Please reproduce, without any change, the entries from the line with "--target asphalt highway" through the last line of the entries.

(Polygon annotations for photos)

========

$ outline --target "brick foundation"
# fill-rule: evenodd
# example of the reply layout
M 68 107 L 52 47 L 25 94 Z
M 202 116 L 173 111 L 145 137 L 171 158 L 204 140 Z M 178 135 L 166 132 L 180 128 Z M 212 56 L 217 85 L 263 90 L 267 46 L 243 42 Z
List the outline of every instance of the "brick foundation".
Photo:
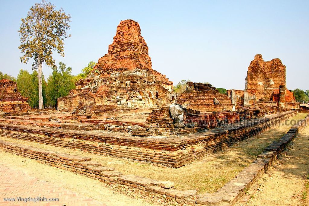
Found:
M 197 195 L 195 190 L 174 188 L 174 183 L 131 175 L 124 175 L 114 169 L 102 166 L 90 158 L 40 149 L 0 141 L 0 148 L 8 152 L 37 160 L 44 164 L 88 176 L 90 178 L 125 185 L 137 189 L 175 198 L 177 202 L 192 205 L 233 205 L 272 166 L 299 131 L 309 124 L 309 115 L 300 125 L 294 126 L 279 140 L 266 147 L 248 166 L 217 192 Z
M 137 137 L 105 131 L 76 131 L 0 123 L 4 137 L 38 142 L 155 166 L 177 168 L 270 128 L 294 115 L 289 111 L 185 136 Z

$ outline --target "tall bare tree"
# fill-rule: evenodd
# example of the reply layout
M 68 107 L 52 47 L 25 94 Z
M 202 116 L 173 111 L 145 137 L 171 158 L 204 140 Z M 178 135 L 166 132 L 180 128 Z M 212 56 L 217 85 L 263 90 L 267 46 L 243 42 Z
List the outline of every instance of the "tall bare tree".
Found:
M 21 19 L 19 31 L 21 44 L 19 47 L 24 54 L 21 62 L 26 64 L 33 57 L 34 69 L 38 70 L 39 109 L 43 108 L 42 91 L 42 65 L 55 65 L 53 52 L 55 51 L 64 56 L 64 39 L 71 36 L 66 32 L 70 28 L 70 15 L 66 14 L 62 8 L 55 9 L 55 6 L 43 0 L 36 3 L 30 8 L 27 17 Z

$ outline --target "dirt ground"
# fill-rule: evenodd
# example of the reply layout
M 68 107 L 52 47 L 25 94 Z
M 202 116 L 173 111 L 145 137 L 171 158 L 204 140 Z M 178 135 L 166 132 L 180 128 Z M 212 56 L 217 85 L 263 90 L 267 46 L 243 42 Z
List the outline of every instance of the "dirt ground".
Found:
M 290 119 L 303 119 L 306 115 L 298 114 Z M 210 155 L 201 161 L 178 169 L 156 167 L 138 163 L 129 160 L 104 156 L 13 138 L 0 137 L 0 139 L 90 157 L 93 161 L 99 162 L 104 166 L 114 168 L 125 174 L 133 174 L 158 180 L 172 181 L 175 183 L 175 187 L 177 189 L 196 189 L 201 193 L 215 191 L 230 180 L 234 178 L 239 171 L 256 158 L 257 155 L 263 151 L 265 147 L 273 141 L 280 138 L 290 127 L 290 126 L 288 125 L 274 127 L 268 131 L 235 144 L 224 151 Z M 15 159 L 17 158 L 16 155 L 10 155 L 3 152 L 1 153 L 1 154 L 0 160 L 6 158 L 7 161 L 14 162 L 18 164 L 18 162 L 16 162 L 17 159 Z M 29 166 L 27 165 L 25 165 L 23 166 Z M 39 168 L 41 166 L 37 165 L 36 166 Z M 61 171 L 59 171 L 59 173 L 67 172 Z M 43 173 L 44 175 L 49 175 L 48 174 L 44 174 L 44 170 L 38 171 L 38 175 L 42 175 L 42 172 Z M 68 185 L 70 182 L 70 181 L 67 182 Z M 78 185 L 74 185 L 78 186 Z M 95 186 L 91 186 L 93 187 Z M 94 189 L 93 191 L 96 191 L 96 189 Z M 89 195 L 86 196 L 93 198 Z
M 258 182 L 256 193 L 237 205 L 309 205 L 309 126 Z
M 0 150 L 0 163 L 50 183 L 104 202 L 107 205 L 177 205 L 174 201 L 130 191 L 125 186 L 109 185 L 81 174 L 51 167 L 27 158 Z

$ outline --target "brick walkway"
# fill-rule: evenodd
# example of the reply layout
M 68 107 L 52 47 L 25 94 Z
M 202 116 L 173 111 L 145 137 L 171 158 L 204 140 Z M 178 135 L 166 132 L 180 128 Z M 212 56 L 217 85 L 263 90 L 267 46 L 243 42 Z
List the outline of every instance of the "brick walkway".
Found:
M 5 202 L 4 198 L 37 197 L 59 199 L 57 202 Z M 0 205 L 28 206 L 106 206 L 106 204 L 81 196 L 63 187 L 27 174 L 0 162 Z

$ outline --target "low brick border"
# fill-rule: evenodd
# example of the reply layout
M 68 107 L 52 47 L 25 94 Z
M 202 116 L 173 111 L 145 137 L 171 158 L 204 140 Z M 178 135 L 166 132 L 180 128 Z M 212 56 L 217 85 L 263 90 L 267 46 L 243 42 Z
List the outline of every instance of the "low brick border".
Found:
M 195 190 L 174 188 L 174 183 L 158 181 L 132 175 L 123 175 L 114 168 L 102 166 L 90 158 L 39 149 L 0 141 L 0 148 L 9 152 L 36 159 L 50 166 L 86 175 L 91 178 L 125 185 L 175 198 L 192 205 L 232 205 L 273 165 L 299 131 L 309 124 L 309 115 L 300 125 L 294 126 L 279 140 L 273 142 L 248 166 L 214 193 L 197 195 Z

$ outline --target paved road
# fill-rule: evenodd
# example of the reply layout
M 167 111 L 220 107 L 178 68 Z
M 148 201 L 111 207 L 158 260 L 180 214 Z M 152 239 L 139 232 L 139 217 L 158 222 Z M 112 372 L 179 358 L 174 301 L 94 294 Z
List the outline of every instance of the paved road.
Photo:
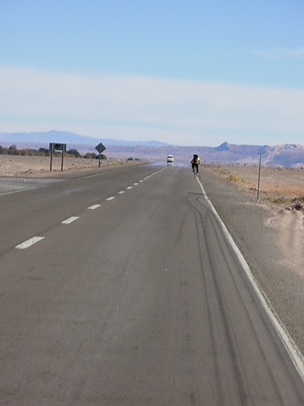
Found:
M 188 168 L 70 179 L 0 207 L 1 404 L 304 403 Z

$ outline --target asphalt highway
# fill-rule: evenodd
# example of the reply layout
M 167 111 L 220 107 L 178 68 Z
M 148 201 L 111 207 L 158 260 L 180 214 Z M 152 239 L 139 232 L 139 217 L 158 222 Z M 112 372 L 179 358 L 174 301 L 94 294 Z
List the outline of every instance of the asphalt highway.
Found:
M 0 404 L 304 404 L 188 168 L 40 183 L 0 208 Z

========

> **Solution below**
$ outline --target asphalt highway
# fill-rule: evenodd
# example of the reply layout
M 167 111 L 220 107 L 178 68 Z
M 148 201 L 111 207 L 158 260 L 180 214 Z M 152 239 L 139 232 L 139 217 L 158 222 Z M 112 372 L 179 358 L 174 301 L 94 294 Z
List the outline of every instance of the asphalt highway.
Found:
M 0 404 L 304 404 L 188 168 L 40 183 L 0 208 Z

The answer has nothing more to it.